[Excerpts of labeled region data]
________________________________________
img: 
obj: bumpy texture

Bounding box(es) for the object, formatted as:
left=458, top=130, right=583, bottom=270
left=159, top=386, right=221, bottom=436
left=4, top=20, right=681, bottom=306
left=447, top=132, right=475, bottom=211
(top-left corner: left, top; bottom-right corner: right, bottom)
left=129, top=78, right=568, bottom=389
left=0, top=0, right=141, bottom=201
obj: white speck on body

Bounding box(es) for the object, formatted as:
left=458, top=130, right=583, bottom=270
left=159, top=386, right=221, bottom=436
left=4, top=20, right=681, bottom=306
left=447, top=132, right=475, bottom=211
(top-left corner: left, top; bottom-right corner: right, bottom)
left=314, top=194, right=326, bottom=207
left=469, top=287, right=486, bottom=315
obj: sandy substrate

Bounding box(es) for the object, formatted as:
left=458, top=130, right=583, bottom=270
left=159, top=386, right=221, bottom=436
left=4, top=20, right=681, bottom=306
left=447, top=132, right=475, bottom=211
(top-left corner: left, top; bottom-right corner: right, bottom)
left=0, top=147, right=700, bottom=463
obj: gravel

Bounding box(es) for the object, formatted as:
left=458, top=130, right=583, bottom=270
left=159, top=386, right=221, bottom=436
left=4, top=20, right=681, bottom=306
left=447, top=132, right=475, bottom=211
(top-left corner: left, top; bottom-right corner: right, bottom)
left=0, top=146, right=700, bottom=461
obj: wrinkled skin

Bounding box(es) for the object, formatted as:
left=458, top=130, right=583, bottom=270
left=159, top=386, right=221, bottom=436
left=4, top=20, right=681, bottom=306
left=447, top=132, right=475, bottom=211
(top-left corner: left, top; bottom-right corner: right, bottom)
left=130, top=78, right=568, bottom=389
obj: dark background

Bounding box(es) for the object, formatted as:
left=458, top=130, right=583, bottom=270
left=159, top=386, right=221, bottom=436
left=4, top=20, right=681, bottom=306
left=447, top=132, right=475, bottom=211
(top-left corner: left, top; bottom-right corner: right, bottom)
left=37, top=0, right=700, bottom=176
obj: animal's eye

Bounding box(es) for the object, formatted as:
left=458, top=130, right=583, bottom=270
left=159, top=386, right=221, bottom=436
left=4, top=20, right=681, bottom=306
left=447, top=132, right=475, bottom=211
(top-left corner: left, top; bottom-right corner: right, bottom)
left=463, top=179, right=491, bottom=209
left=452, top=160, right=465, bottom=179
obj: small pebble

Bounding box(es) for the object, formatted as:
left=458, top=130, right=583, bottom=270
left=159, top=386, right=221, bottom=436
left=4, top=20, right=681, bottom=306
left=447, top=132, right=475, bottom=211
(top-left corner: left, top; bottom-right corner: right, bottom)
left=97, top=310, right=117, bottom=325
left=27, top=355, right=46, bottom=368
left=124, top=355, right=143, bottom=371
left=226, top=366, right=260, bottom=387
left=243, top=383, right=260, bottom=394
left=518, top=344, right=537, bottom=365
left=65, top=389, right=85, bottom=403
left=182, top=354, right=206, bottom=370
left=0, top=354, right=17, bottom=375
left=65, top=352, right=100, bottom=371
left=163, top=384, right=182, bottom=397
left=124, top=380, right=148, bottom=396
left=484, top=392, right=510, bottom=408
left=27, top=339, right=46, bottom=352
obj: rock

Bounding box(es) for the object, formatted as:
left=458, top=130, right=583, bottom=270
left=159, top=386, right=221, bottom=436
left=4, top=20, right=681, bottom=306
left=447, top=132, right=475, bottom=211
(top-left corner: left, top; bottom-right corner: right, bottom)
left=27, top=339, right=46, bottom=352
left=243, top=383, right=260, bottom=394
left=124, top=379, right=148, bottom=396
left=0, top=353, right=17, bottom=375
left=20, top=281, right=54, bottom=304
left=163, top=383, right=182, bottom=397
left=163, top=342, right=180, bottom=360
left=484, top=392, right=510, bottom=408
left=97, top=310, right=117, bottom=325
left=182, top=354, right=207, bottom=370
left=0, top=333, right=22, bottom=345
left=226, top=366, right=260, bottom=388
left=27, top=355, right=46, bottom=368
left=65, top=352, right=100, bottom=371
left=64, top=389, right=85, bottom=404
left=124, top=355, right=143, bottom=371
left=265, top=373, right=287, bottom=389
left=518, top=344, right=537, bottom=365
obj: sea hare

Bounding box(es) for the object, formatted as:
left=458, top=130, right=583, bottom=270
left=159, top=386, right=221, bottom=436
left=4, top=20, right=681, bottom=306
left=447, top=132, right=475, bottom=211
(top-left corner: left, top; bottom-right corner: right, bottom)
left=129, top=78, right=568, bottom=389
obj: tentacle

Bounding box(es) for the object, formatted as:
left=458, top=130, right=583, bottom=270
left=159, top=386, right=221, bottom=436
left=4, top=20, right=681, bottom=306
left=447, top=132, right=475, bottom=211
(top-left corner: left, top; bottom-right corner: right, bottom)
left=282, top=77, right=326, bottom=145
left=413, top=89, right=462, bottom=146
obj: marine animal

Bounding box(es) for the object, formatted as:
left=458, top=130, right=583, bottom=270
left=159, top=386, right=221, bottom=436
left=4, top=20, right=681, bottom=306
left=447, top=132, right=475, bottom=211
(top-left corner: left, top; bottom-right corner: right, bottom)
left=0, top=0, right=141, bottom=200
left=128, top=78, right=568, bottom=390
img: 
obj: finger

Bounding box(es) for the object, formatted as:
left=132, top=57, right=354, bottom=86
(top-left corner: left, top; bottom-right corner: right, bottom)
________________________________________
§ **PROBLEM DESCRIPTION**
Reproduce the entire listing above line for line, without changing a single character.

§ **ANSWER TO THIS TASK**
img: 
obj: bumpy texture

Bounding box(es) for the object, formatted as:
left=458, top=130, right=583, bottom=270
left=159, top=386, right=221, bottom=436
left=4, top=20, right=681, bottom=306
left=447, top=132, right=475, bottom=211
(top-left corner: left, top; bottom-right corner: right, bottom)
left=129, top=78, right=568, bottom=389
left=0, top=0, right=141, bottom=201
obj: white speck on body

Bounding box(es) for the object, formatted as:
left=458, top=130, right=583, bottom=270
left=159, top=386, right=221, bottom=436
left=4, top=20, right=681, bottom=306
left=447, top=132, right=475, bottom=211
(top-left corner: left, top; bottom-right corner: right, bottom)
left=314, top=194, right=326, bottom=207
left=469, top=287, right=486, bottom=315
obj: sandy substrate

Bounding box(es) for the object, formatted as:
left=458, top=130, right=583, bottom=270
left=159, top=386, right=221, bottom=436
left=4, top=20, right=681, bottom=306
left=447, top=132, right=475, bottom=211
(top-left corner: left, top; bottom-right corner: right, bottom)
left=0, top=147, right=700, bottom=463
obj: gravel

Bounding box(es) for the object, formatted as:
left=458, top=130, right=583, bottom=270
left=159, top=386, right=221, bottom=436
left=4, top=20, right=681, bottom=306
left=447, top=132, right=475, bottom=211
(top-left corner: left, top; bottom-right corner: right, bottom)
left=0, top=146, right=700, bottom=461
obj: wrinkled skin

Bounding box(es) for the object, formatted as:
left=458, top=130, right=583, bottom=270
left=159, top=386, right=221, bottom=436
left=4, top=20, right=681, bottom=306
left=447, top=132, right=475, bottom=211
(top-left corner: left, top; bottom-right corner: right, bottom)
left=130, top=78, right=568, bottom=389
obj: dark background

Bounding box(es) for the object, formatted as:
left=458, top=130, right=583, bottom=270
left=159, top=386, right=221, bottom=436
left=4, top=20, right=681, bottom=306
left=447, top=132, right=475, bottom=211
(top-left corner: left, top; bottom-right corner: right, bottom)
left=37, top=0, right=700, bottom=176
obj: animal's eye

Bounding box(es) for the object, formatted as:
left=458, top=130, right=583, bottom=270
left=159, top=386, right=221, bottom=436
left=4, top=20, right=681, bottom=306
left=447, top=132, right=475, bottom=211
(top-left corner: left, top; bottom-right corner: right, bottom)
left=463, top=179, right=491, bottom=209
left=452, top=160, right=465, bottom=179
obj: small pebble

Bounding box(es) for the object, formatted as:
left=458, top=130, right=583, bottom=270
left=159, top=386, right=221, bottom=436
left=4, top=20, right=681, bottom=306
left=447, top=132, right=475, bottom=211
(top-left corner: left, top; bottom-right corner: right, bottom)
left=97, top=310, right=117, bottom=325
left=27, top=355, right=46, bottom=368
left=124, top=355, right=143, bottom=371
left=226, top=366, right=260, bottom=387
left=243, top=383, right=260, bottom=394
left=518, top=344, right=537, bottom=365
left=65, top=389, right=85, bottom=403
left=182, top=354, right=206, bottom=370
left=0, top=354, right=17, bottom=375
left=65, top=352, right=100, bottom=371
left=163, top=384, right=182, bottom=397
left=124, top=380, right=148, bottom=396
left=484, top=392, right=510, bottom=408
left=27, top=339, right=46, bottom=352
obj: rock

Bounding box(es) for the object, formatted as:
left=458, top=130, right=583, bottom=270
left=159, top=386, right=221, bottom=436
left=4, top=20, right=681, bottom=306
left=447, top=132, right=475, bottom=211
(top-left corner: left, top; bottom-right corner: right, bottom)
left=27, top=339, right=46, bottom=352
left=243, top=383, right=260, bottom=394
left=124, top=379, right=148, bottom=396
left=0, top=353, right=17, bottom=375
left=20, top=281, right=54, bottom=304
left=163, top=383, right=182, bottom=397
left=163, top=342, right=180, bottom=360
left=484, top=392, right=510, bottom=408
left=97, top=310, right=117, bottom=325
left=182, top=354, right=207, bottom=370
left=0, top=333, right=22, bottom=345
left=226, top=366, right=260, bottom=388
left=27, top=355, right=46, bottom=368
left=65, top=352, right=100, bottom=371
left=64, top=389, right=85, bottom=404
left=124, top=355, right=143, bottom=371
left=265, top=373, right=287, bottom=389
left=518, top=344, right=537, bottom=365
obj: sea hare

Bounding box(es) for the object, formatted as:
left=458, top=130, right=583, bottom=270
left=159, top=386, right=221, bottom=436
left=4, top=20, right=681, bottom=306
left=447, top=132, right=475, bottom=211
(top-left corner: left, top; bottom-right corner: right, bottom)
left=129, top=78, right=568, bottom=389
obj: tentacle

Bounding box(es) for the object, formatted as:
left=458, top=130, right=583, bottom=270
left=159, top=386, right=221, bottom=436
left=4, top=20, right=681, bottom=306
left=447, top=132, right=475, bottom=211
(top-left corner: left, top; bottom-right corner: right, bottom)
left=282, top=77, right=326, bottom=145
left=413, top=89, right=462, bottom=146
obj: marine animal

Bounding box(es) for the object, formatted as:
left=458, top=130, right=583, bottom=270
left=159, top=386, right=221, bottom=436
left=4, top=20, right=681, bottom=306
left=447, top=132, right=475, bottom=211
(top-left corner: left, top; bottom-right corner: right, bottom)
left=0, top=0, right=141, bottom=200
left=128, top=78, right=568, bottom=390
img: 
obj: finger

Bounding box(es) for the object, formatted as:
left=132, top=57, right=354, bottom=86
(top-left corner: left, top; bottom-right corner: right, bottom)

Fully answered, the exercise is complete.